## Problem statement:
Report every line of the items below that contains the string "trunk", copying each such line in full. Case counts.
------ Entries supplied ------
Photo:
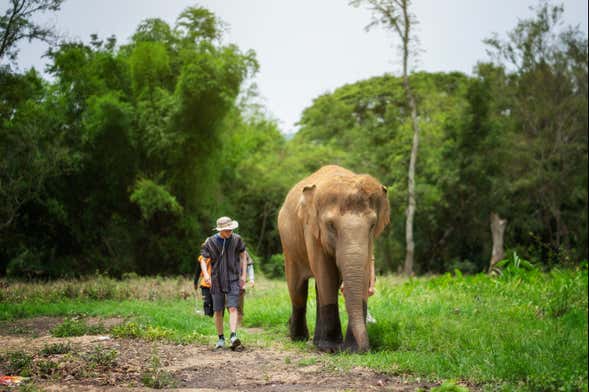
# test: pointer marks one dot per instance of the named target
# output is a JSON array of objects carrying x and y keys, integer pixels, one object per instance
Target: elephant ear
[
  {"x": 306, "y": 210},
  {"x": 384, "y": 212}
]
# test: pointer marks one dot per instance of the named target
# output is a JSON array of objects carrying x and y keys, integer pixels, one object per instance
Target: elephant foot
[
  {"x": 298, "y": 325},
  {"x": 350, "y": 343},
  {"x": 328, "y": 330},
  {"x": 328, "y": 347}
]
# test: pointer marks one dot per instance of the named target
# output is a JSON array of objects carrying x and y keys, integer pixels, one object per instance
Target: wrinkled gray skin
[{"x": 327, "y": 226}]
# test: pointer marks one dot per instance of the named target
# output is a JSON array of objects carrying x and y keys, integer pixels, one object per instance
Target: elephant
[{"x": 327, "y": 227}]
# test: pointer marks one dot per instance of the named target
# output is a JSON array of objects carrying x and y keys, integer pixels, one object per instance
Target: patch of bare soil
[{"x": 92, "y": 366}]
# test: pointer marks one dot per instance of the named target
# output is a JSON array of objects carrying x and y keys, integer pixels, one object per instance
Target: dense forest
[{"x": 123, "y": 157}]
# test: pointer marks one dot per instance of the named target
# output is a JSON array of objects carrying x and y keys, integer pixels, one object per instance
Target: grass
[{"x": 515, "y": 332}]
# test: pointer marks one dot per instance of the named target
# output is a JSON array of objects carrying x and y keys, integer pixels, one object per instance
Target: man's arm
[
  {"x": 205, "y": 270},
  {"x": 243, "y": 259}
]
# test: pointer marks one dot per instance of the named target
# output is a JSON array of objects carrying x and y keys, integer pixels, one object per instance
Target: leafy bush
[
  {"x": 513, "y": 267},
  {"x": 17, "y": 362},
  {"x": 153, "y": 198},
  {"x": 129, "y": 330},
  {"x": 101, "y": 357},
  {"x": 56, "y": 349},
  {"x": 155, "y": 377},
  {"x": 75, "y": 327}
]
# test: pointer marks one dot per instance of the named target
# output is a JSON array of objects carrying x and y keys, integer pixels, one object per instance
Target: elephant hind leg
[{"x": 298, "y": 320}]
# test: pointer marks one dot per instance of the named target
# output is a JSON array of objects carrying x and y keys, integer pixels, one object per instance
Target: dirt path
[{"x": 89, "y": 366}]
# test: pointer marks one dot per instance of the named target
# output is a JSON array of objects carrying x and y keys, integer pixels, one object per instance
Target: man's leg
[
  {"x": 233, "y": 319},
  {"x": 219, "y": 322},
  {"x": 218, "y": 306},
  {"x": 240, "y": 307},
  {"x": 232, "y": 303}
]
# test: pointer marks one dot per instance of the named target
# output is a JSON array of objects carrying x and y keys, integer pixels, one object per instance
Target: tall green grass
[{"x": 522, "y": 331}]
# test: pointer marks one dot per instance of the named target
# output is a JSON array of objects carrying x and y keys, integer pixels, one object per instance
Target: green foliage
[
  {"x": 153, "y": 198},
  {"x": 505, "y": 334},
  {"x": 513, "y": 267},
  {"x": 56, "y": 349},
  {"x": 384, "y": 335},
  {"x": 155, "y": 377},
  {"x": 101, "y": 357},
  {"x": 17, "y": 363},
  {"x": 449, "y": 386},
  {"x": 122, "y": 160},
  {"x": 76, "y": 327}
]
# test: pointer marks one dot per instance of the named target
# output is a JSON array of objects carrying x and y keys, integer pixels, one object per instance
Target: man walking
[{"x": 226, "y": 251}]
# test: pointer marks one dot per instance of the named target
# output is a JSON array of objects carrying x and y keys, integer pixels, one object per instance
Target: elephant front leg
[
  {"x": 350, "y": 342},
  {"x": 328, "y": 329}
]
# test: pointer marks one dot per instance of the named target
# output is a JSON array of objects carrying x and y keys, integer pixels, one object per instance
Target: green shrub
[
  {"x": 56, "y": 349},
  {"x": 102, "y": 357},
  {"x": 17, "y": 363},
  {"x": 449, "y": 386},
  {"x": 130, "y": 330},
  {"x": 155, "y": 377},
  {"x": 75, "y": 327}
]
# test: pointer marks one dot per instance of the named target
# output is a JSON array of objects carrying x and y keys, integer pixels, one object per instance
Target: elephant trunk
[{"x": 352, "y": 260}]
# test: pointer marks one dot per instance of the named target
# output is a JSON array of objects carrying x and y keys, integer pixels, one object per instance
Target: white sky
[{"x": 308, "y": 47}]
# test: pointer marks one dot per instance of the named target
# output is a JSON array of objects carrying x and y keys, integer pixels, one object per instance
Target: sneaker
[
  {"x": 220, "y": 344},
  {"x": 236, "y": 343}
]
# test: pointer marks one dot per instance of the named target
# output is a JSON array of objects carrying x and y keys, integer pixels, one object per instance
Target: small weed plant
[{"x": 155, "y": 377}]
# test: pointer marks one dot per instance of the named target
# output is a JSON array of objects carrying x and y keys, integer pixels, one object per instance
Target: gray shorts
[{"x": 222, "y": 300}]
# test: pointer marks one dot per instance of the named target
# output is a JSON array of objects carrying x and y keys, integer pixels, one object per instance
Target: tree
[
  {"x": 17, "y": 24},
  {"x": 547, "y": 92},
  {"x": 394, "y": 15}
]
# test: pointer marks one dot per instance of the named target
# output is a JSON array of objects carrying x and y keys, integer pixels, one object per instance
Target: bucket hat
[{"x": 226, "y": 223}]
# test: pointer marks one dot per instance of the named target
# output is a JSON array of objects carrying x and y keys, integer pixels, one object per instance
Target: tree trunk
[
  {"x": 410, "y": 244},
  {"x": 498, "y": 230}
]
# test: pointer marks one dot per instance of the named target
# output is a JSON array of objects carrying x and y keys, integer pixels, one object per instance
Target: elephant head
[{"x": 344, "y": 216}]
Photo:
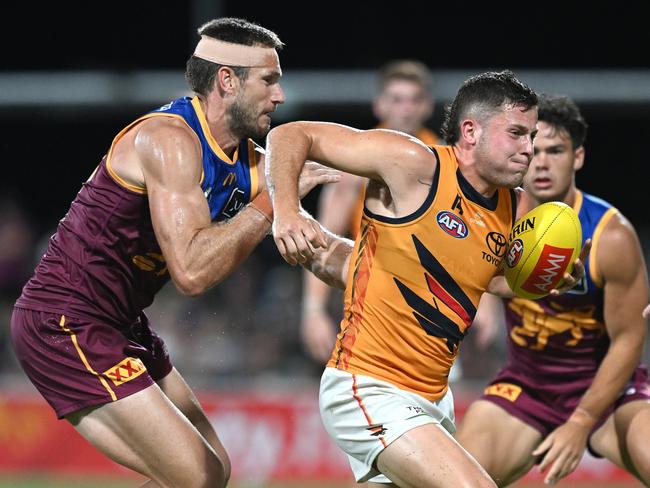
------
## Output for this task:
Target: elephant trunk
Target: tree trunk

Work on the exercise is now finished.